--- START OF MATERIAL ---

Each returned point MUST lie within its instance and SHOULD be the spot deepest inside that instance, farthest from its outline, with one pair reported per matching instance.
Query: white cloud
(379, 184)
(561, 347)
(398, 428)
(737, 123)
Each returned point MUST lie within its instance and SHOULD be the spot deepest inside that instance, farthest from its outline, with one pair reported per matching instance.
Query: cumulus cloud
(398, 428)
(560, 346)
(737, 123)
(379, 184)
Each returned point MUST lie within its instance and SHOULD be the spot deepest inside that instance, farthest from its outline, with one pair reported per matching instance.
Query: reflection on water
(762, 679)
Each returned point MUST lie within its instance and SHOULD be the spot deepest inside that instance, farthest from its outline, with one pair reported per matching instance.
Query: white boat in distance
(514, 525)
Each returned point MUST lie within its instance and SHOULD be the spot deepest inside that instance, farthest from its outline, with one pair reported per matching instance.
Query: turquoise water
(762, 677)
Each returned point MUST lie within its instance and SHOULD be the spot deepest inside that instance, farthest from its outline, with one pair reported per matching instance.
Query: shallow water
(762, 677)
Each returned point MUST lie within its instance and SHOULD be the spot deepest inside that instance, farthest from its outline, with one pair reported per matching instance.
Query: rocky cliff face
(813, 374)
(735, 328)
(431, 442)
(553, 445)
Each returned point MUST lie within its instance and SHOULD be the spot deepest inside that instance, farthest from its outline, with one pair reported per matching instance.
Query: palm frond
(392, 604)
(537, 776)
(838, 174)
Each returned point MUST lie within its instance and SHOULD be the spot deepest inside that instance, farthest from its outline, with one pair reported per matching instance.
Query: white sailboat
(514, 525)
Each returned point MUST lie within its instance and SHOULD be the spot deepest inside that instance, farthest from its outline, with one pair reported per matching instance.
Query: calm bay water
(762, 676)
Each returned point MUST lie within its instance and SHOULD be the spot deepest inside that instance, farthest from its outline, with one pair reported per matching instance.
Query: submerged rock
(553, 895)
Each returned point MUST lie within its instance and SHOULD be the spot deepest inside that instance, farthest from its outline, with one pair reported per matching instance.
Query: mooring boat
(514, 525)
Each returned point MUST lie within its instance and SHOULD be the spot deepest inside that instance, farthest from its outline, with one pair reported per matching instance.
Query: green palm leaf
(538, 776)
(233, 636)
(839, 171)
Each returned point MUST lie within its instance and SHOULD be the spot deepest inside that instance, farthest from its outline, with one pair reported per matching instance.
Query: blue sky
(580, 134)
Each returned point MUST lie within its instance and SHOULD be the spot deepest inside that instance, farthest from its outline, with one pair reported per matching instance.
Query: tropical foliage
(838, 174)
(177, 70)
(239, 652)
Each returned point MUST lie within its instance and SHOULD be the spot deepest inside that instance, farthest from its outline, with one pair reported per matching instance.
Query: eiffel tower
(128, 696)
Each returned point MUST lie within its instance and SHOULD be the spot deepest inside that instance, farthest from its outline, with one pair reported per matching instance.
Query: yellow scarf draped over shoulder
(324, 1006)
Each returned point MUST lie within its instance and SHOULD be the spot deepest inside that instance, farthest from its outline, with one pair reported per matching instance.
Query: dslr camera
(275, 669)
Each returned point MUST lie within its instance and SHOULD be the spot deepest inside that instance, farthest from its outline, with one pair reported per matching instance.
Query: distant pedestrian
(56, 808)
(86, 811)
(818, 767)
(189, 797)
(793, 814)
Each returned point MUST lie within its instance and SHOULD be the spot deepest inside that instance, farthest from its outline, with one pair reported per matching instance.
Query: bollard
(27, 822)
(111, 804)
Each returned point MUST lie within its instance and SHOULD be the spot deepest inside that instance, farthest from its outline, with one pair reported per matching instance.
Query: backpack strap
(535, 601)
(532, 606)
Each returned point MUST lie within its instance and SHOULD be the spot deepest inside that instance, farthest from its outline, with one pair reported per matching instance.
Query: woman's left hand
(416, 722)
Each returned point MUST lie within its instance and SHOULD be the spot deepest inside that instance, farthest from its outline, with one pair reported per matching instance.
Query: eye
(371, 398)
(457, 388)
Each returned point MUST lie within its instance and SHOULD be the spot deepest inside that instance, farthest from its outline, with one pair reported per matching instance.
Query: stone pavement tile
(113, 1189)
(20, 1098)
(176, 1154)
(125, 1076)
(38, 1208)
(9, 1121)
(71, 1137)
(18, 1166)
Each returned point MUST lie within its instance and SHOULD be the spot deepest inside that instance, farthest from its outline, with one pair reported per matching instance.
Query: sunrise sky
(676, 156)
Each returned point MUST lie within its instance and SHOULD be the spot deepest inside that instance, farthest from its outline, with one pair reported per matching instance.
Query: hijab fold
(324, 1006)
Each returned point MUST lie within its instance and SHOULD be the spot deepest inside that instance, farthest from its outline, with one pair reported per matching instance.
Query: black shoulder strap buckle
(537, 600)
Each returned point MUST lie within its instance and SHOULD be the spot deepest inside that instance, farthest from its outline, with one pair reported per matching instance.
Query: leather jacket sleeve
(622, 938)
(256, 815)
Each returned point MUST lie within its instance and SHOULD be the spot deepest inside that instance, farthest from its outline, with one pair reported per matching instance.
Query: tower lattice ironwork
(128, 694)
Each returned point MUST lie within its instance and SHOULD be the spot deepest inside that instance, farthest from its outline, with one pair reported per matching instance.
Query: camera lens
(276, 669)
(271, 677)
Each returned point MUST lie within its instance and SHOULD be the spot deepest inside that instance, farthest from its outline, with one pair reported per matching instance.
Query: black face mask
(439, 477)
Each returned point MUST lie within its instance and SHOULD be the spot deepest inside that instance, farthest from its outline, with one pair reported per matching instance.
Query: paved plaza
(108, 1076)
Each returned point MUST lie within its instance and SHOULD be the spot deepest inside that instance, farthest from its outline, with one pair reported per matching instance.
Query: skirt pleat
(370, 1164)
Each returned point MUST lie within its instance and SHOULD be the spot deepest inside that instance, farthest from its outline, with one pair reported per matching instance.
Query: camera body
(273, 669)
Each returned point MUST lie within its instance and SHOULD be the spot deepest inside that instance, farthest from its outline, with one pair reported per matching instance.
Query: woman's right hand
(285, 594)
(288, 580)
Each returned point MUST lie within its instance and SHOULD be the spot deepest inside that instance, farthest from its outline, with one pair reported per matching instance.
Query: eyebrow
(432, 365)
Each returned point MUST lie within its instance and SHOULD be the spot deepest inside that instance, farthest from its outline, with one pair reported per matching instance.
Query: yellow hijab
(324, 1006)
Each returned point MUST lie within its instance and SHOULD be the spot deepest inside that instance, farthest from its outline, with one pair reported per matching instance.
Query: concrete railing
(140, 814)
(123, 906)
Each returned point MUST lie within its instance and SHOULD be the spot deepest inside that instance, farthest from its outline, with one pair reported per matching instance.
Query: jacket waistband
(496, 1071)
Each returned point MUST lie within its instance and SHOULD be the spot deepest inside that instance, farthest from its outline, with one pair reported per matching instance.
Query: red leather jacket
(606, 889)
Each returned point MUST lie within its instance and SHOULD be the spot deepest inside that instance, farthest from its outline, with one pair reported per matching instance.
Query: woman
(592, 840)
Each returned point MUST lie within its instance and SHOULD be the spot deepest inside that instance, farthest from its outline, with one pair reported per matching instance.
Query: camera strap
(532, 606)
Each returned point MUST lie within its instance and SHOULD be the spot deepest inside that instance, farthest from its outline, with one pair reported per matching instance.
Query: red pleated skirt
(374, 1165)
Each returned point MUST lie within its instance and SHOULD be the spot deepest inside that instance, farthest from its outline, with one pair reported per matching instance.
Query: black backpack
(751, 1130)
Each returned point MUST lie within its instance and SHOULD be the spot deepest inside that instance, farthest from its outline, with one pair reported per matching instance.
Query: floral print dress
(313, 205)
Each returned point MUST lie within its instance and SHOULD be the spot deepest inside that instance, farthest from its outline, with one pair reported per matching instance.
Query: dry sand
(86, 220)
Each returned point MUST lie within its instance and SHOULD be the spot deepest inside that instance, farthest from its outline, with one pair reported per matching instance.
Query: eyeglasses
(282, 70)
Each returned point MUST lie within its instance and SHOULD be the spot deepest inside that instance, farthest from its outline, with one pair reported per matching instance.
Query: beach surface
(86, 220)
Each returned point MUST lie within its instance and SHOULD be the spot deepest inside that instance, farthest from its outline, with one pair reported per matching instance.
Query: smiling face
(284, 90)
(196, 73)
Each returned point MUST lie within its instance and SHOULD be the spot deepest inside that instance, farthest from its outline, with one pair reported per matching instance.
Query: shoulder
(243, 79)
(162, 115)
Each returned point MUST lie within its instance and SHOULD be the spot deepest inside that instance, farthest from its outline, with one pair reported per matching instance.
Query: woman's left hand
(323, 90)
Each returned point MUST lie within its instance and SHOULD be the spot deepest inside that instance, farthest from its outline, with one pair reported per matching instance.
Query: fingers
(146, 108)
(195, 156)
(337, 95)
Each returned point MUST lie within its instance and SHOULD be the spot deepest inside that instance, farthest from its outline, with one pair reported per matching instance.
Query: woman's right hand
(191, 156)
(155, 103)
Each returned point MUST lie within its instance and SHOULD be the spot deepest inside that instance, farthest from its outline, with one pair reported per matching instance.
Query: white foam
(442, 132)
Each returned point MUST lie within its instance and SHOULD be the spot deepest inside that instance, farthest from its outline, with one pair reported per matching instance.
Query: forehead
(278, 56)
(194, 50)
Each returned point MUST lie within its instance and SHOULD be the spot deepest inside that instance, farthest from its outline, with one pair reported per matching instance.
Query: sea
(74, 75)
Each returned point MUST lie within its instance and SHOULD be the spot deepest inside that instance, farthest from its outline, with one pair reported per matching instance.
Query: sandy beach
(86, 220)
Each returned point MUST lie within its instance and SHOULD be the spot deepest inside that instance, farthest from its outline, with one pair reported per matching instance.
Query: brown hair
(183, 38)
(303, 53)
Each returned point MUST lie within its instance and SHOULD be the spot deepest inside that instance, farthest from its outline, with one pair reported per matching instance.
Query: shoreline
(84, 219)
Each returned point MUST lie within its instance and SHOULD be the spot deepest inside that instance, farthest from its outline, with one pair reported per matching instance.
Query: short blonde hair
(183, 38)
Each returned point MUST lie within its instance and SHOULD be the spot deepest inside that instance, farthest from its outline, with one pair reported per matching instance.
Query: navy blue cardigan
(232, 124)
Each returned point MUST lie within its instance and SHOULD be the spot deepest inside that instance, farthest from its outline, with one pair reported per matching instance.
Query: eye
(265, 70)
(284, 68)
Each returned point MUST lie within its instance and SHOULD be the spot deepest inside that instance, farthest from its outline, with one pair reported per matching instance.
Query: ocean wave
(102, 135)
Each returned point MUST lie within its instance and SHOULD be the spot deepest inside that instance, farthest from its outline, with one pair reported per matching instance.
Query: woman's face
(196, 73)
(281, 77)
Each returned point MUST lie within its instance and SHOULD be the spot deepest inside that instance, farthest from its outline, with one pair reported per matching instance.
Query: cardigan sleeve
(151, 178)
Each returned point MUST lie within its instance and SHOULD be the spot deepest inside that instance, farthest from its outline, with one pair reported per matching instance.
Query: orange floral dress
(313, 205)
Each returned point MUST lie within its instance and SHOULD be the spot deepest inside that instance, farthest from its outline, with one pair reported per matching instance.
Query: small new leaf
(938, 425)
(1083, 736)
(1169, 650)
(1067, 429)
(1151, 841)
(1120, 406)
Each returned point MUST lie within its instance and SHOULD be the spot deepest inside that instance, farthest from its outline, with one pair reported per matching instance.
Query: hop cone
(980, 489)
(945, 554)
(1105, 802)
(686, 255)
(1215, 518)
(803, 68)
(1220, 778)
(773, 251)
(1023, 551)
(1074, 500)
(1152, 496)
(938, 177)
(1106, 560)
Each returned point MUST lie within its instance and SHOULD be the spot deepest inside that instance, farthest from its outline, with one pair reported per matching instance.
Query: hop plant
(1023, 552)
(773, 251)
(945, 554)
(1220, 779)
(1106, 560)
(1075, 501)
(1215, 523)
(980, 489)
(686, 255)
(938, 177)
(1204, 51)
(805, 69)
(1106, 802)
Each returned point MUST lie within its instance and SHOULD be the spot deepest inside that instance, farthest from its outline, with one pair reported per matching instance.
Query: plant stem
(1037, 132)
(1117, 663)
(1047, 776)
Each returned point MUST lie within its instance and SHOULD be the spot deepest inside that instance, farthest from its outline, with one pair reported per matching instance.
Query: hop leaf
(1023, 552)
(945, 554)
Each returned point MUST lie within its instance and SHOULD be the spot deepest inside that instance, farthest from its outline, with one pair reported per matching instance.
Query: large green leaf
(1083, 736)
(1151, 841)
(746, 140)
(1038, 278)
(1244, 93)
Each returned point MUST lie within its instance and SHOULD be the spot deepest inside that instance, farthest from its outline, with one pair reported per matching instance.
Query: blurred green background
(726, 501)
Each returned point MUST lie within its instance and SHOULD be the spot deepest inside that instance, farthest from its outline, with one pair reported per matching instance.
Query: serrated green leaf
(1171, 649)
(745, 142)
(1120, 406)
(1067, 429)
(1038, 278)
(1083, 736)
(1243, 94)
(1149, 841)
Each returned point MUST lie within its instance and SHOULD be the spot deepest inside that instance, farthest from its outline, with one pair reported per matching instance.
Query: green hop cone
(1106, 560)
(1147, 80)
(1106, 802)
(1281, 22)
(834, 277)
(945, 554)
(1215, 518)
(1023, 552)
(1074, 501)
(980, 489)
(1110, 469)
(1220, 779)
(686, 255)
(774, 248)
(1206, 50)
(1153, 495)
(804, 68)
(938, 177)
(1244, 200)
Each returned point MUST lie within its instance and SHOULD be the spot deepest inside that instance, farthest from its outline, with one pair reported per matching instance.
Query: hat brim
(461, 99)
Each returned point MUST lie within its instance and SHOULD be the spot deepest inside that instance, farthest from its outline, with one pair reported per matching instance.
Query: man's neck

--- END OF MATERIAL ---

Show every line above that holds the word "green", copying each one in full.

**SOLUTION TO THIS PROBLEM:**
Query: green palm leaf
Query: large green leaf
Query: blurred green background
Query: serrated green leaf
Query: green hop cone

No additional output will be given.